__Alıştırma Yönergesi__:
Eğitim kooperatifi metninde adı geçen kooperatif yönetim kurulu üyelerinin hepsini lütfen sıralayın.

__Alıntı Metin__:
________________________

#ekoIQ Kültür Kâr Amacı Gütmeyen Bir Eğitim Neden Mümkün Olmasın!
Kültür

Kâr Amacı Gütmeyen Bir Eğitim Neden Mümkün Olmasın!

Türkiye’de eğitim sistemi önemli ölçüde iktidar politikalarının talepleri doğrultusunda düzenlen bir alan olarak gittikçe işlevselliğini yitiriyor. Bu açıdan kooperatifler söz konusu olduğunda bu alanda faaliyet yürüten ortaklıkların çözüm arayışlarına odaklanmak mümkün görünüyor. Sınırlı Sorumlu Başka Bir Okul Mümkün İstanbul Anadolu Eğitim Kooperatifi Yönetim Kurulu üyeleri İpek Yaman, Nazlı Irmak Çiftçi ve Ekim Işık Coşkun Çakır eğitimin serbest piyasanın bir metası haline dönüştüğünü belirterek, eğitim alanındaki kazancın eğitimin niteliğini artırmaya harcanması gerektiğini ifade etti.

Nihat NUYAN

Eğitim alanında kooperatif kurma fikri nasıl ortaya çıktı?

Eğitim, bize göre, ideal bir toplumda, tıpkı barınma, sağlık, gıda, ulaşım gibi yurttaşlara parasız bir şekilde sağlanması gereken en temel ihtiyaçlardan biri. Henüz böyle bir toplumsal yapıya uzak olduğumuz aşikar. Ama çok değil, daha birkaç on yıl önceye baktığımızda bile Türkiye’de, en azından eğitim alanında devletin parasız, yaygın ve görece daha kaliteli bir eğitim olanağı sunduğunun hepimiz farkındayız. Özellikle 2000’li yıllarla beraber eğitimin yavaş yavaş özel sektöre devredilmesini izledik. Özel okul kavramı eskiden sadece üst sınıflara hitap ederken günümüzde neredeyse her gelir seviyesine uygun bir özel okulu bulmak mümkün. Eğitim büyük oranda serbest piyasada dolaşıma sunulmuş bir metaya dönüşmüş durumda, öyle ki artık özel okulların eğitimi öğrencilerden çok satın alma kararını veren ebeveynlerin algılarını hedefledikleri dahi söylenebilir. Dolayısıyla artık okullarda verilen eğitimin içeriğinin de sermayenin kâr hedefine göre dönüşüm geçirdiğini iddia edebiliriz.

________________________

__Verilen Malzeme__:
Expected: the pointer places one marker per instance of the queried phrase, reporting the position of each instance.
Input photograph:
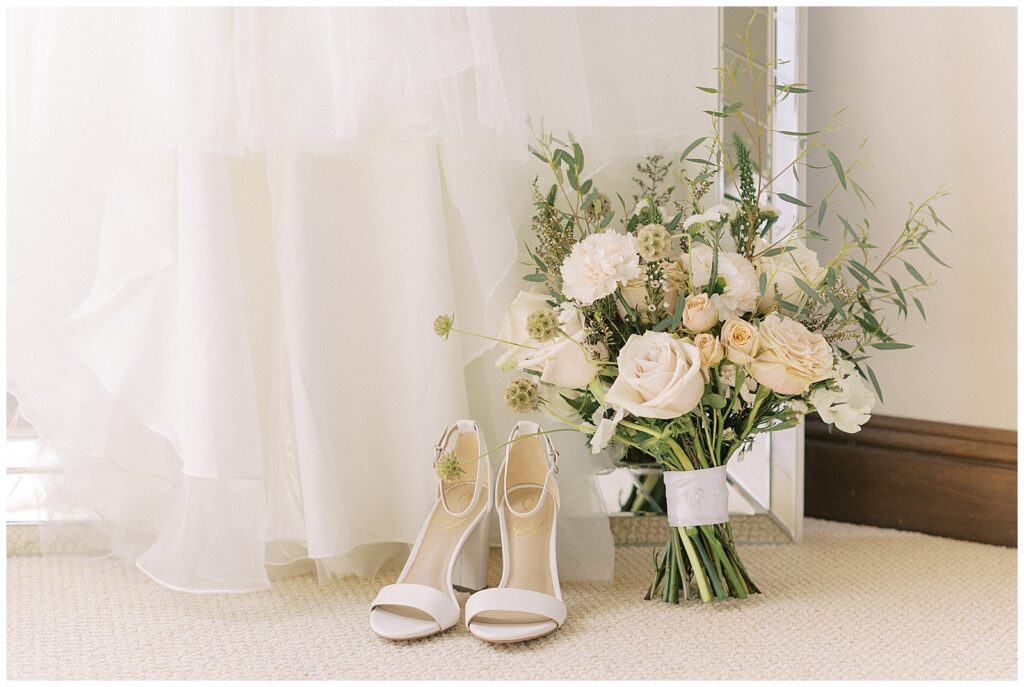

________________________

__Sorunun Cevabı__:
İpek Yaman
Nazlı Irmak Çiftçi
Ekim Işık Coşkun Çakır